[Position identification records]
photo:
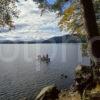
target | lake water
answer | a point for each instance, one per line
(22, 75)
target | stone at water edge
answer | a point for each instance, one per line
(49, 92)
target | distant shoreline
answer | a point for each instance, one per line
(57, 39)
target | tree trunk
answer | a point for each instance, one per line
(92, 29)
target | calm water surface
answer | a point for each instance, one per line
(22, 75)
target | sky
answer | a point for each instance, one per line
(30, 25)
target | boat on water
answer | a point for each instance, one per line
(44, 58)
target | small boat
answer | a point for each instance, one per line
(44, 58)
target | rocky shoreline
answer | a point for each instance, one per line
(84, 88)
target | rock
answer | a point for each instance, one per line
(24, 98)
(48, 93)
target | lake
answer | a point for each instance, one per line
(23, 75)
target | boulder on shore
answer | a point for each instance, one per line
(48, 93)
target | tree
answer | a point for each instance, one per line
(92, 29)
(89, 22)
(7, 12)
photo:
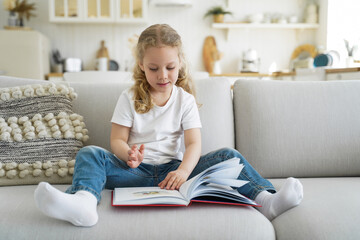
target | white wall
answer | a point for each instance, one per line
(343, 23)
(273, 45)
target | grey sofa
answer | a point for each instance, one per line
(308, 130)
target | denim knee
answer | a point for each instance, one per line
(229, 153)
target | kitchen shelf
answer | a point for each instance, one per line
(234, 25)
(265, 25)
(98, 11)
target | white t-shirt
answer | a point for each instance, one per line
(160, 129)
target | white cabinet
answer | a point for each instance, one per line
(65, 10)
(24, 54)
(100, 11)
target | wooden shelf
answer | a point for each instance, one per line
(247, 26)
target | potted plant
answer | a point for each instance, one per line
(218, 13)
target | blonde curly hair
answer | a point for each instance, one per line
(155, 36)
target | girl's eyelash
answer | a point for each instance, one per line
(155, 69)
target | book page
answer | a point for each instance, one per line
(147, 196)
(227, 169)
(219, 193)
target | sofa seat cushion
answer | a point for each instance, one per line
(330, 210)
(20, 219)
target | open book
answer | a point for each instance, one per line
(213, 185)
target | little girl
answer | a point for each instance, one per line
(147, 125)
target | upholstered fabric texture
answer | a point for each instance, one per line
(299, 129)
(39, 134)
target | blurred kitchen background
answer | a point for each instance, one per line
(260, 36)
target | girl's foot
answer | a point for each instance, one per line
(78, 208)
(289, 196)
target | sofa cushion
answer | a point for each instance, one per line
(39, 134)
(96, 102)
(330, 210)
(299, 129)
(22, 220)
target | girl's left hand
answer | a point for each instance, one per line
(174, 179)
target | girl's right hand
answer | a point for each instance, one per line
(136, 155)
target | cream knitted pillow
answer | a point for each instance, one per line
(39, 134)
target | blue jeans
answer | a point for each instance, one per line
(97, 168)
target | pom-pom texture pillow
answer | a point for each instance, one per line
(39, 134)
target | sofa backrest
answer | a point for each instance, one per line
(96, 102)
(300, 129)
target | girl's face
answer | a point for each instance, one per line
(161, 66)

==

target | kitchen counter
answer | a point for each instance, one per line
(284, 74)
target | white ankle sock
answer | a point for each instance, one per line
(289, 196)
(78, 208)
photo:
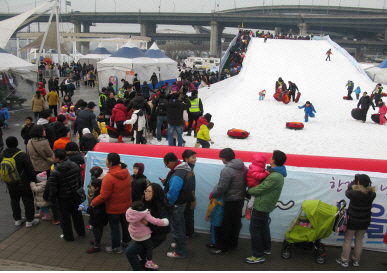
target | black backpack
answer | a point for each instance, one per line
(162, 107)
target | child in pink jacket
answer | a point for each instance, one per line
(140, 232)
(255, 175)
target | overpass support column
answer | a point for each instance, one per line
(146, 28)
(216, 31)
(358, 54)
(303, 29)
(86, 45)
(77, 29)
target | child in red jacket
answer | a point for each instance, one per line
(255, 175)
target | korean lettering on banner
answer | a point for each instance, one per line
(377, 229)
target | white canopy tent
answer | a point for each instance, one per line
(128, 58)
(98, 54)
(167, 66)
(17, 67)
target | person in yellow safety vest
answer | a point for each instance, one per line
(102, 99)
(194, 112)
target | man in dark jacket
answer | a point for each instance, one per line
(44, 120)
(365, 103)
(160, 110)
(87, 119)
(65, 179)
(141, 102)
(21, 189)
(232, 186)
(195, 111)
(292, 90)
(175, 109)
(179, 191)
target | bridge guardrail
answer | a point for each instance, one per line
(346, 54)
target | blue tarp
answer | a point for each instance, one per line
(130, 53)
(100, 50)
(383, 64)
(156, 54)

> _What is required_
List every line of the data above that contains the word "white", treating uppercase and lowercase as different.

> _Response for this exercise_
target | white wall
target | white t-shirt
target | white cabinet
target | white ankle sock
target | white canopy tent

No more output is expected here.